• **Dataset entries**:
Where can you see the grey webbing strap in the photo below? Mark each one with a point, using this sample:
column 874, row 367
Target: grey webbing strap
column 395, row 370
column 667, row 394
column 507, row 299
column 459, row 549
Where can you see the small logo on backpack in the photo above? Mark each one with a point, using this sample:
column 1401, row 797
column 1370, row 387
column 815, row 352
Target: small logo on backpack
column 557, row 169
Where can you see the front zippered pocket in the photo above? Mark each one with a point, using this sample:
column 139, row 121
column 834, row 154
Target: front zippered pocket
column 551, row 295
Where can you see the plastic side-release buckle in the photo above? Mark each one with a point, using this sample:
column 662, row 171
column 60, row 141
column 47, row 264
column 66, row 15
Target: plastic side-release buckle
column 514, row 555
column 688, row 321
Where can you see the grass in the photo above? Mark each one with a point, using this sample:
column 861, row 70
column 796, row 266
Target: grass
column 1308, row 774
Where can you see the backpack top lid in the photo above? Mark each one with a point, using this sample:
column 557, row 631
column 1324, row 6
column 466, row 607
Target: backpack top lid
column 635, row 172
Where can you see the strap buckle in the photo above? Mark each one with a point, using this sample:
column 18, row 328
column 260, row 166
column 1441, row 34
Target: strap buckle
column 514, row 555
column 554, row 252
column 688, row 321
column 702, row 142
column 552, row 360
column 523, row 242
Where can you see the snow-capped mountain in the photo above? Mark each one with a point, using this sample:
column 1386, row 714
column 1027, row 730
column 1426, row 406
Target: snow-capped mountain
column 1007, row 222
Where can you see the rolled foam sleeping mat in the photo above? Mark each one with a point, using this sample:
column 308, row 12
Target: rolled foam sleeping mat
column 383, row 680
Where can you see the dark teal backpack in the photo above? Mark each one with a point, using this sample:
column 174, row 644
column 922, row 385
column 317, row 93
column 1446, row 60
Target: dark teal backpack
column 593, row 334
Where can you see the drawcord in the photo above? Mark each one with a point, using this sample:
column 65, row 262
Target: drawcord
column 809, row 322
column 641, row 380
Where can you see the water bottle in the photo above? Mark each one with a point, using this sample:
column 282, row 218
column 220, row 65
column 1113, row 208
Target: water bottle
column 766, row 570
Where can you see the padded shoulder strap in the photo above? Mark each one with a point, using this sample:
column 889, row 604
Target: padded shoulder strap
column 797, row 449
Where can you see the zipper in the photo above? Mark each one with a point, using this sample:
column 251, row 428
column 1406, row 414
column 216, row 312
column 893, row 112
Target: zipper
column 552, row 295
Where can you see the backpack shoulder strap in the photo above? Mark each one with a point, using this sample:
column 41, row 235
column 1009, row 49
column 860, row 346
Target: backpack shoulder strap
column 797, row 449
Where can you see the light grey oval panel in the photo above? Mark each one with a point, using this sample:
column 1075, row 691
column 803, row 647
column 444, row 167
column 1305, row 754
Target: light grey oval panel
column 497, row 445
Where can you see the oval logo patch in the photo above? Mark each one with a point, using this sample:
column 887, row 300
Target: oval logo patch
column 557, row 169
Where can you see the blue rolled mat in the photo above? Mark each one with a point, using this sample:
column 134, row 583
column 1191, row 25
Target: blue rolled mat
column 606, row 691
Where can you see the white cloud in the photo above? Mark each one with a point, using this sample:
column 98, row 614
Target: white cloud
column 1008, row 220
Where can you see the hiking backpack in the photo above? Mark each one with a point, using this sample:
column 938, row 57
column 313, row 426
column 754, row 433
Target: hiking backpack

• **Request**: Copy out all of the material above word for word, keeping every line the same.

• **Reply**:
Where can you see the grey webbing strap in the photo below? Mark each one with a point, using this sample:
column 874, row 367
Target: grey webbing strap
column 395, row 370
column 667, row 394
column 507, row 299
column 459, row 549
Where can you see the small logo on backpack in the photo above? Mark each one with a point, using this sample:
column 1401, row 797
column 1370, row 387
column 815, row 352
Target: small logo on backpack
column 557, row 169
Where can you see the front zippered pocket in the photo above? Mark each one with a point, using this sample:
column 139, row 121
column 834, row 154
Target: front zippered pocket
column 551, row 295
Where can you see the plastic side-release buckle in the photo above? Mark each one with a point, using this sample:
column 662, row 171
column 60, row 141
column 47, row 264
column 66, row 15
Target: plastic side-release buckle
column 514, row 555
column 688, row 321
Where can you see the grass in the photo above? Mark each one with a point, using this sample:
column 861, row 70
column 796, row 266
Target: grass
column 1308, row 774
Where can you see the backpack top lid in the photo above? Mark each one with a point, using this sample:
column 557, row 631
column 1324, row 6
column 466, row 607
Target: backpack top lid
column 635, row 172
Where can you see the strap buckle in the photo above? Mark each one with a point, using this sample:
column 18, row 328
column 260, row 166
column 1441, row 34
Target: strap buckle
column 514, row 555
column 554, row 252
column 688, row 321
column 702, row 142
column 552, row 360
column 523, row 242
Where can you see the snow-capped mountain in the photo above? Mark each one with a point, using this sample:
column 1386, row 714
column 1027, row 730
column 1426, row 406
Target: snow-capped mountain
column 1007, row 222
Where can you see the rolled foam sleeping mat in the photo above? Mark each one with a point, using this sample:
column 308, row 12
Target: rolled foam sleeping mat
column 383, row 680
Where can you see the dark teal backpack in the photo above? Mark each one with a point, using this sample:
column 174, row 644
column 922, row 385
column 317, row 93
column 1446, row 60
Target: dark teal backpack
column 593, row 334
Where can you see the drawcord in the photo above? Mark each one with a point, using this sample:
column 65, row 262
Target: drawcord
column 809, row 322
column 641, row 380
Where can you see the water bottle in the photo above? Mark each one with a point, using this sample:
column 282, row 218
column 220, row 65
column 1113, row 208
Target: water bottle
column 766, row 570
Where can you see the padded shoulder strap in the photo above? Mark each one with a point, using this sample:
column 889, row 604
Target: padded shoulder strap
column 797, row 449
Where can you see the zipper in the photo above? Mark each one with a point, using this sample:
column 251, row 428
column 1406, row 414
column 216, row 312
column 893, row 112
Target: zipper
column 552, row 295
Where can you see the backpack shoulder strap in the photo above? Mark each one with a point, using this sample:
column 41, row 235
column 1009, row 49
column 860, row 346
Target: backpack shoulder strap
column 797, row 449
Where can you see the light grey oval panel in the photo above? Mark each one with a point, using this sample:
column 1075, row 691
column 803, row 647
column 444, row 167
column 1305, row 754
Target: light grey oval panel
column 497, row 445
Where can you see the oval logo patch in the photo above? Mark each one with a point, using this sample:
column 887, row 300
Target: oval logo patch
column 557, row 169
Where can you see the blue rolled mat in the photo above? Mark each one with a point, using this sample:
column 134, row 583
column 1191, row 25
Target: blue rolled mat
column 606, row 691
Where can you see the white cloud in the photo above? Mark each one with a point, using this sample:
column 98, row 614
Target: white cloud
column 1008, row 220
Where can you see the hiking backpack in the photo above? Mark each one with a point, using this sample:
column 938, row 57
column 313, row 426
column 754, row 433
Target: hiking backpack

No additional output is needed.